(Verfügbare Daten):

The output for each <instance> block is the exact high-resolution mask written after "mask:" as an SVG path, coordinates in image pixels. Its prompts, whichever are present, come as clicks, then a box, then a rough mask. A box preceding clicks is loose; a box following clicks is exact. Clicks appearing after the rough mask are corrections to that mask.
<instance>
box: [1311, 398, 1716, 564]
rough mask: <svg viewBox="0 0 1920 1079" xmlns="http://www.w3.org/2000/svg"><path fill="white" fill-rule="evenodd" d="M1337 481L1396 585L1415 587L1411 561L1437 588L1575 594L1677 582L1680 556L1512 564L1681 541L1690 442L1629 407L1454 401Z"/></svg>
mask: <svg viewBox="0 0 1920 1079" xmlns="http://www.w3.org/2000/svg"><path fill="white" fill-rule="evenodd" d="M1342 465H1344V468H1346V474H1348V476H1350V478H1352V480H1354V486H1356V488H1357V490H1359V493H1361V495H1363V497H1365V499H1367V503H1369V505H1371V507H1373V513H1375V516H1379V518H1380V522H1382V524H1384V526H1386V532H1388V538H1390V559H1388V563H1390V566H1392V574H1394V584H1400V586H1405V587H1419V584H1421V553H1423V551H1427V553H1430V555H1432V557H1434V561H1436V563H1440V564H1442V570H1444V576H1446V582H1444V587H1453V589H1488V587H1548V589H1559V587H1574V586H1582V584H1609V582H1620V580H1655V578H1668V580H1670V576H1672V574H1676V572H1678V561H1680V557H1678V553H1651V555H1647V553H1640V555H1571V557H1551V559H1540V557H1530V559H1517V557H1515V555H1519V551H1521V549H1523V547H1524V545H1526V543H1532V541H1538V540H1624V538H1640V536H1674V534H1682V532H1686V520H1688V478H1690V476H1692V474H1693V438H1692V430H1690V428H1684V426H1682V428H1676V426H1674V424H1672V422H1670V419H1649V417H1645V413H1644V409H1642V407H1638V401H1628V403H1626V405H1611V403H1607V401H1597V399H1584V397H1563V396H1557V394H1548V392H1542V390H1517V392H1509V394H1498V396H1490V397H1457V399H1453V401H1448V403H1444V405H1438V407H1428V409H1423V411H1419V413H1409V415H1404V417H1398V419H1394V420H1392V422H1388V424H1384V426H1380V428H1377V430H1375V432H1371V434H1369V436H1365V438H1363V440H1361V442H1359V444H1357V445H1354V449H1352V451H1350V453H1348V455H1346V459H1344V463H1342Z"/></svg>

(Arbeitsauftrag):
Stelle sämtliche Zeilen der obigen Datensätze als Markdown-Tabelle mit den Spalten „Nr.“ für die fortlaufende Zeilennummer und „Zeile“ für den Zeileninhalt dar. Leerzeilen werden dabei ausgelassen.

(Lösung der Aufgabe):
| Nr. | Zeile |
|---|---|
| 1 | The output for each <instance> block is the exact high-resolution mask written after "mask:" as an SVG path, coordinates in image pixels. Its prompts, whichever are present, come as clicks, then a box, then a rough mask. A box preceding clicks is loose; a box following clicks is exact. Clicks appearing after the rough mask are corrections to that mask. |
| 2 | <instance> |
| 3 | box: [1311, 398, 1716, 564] |
| 4 | rough mask: <svg viewBox="0 0 1920 1079" xmlns="http://www.w3.org/2000/svg"><path fill="white" fill-rule="evenodd" d="M1337 481L1396 585L1415 587L1411 561L1437 588L1575 594L1677 582L1680 556L1512 564L1681 541L1690 442L1629 407L1454 401Z"/></svg> |
| 5 | mask: <svg viewBox="0 0 1920 1079" xmlns="http://www.w3.org/2000/svg"><path fill="white" fill-rule="evenodd" d="M1342 465H1344V468H1346V474H1348V476H1350V478H1352V480H1354V486H1356V488H1357V490H1359V493H1361V495H1363V497H1365V499H1367V503H1369V505H1371V507H1373V513H1375V516H1379V518H1380V522H1382V524H1384V526H1386V532H1388V538H1390V559H1388V563H1390V566H1392V574H1394V584H1400V586H1405V587H1419V584H1421V553H1423V551H1427V553H1430V555H1432V557H1434V561H1436V563H1440V564H1442V570H1444V576H1446V582H1444V587H1453V589H1488V587H1548V589H1559V587H1574V586H1582V584H1609V582H1620V580H1655V578H1668V580H1670V576H1672V574H1676V572H1678V561H1680V557H1678V553H1651V555H1647V553H1640V555H1571V557H1551V559H1540V557H1530V559H1517V557H1515V555H1519V551H1521V549H1523V547H1524V545H1526V543H1532V541H1538V540H1624V538H1640V536H1674V534H1682V532H1686V520H1688V478H1690V476H1692V474H1693V438H1692V430H1690V428H1684V426H1682V428H1676V426H1674V424H1672V422H1670V419H1649V417H1645V413H1644V409H1642V407H1638V401H1628V403H1626V405H1611V403H1607V401H1597V399H1584V397H1563V396H1557V394H1548V392H1542V390H1517V392H1509V394H1498V396H1490V397H1457V399H1453V401H1448V403H1444V405H1438V407H1428V409H1423V411H1419V413H1409V415H1404V417H1398V419H1394V420H1392V422H1388V424H1384V426H1380V428H1377V430H1375V432H1371V434H1369V436H1365V438H1363V440H1361V442H1359V444H1357V445H1354V449H1352V451H1350V453H1348V455H1346V459H1344V463H1342Z"/></svg> |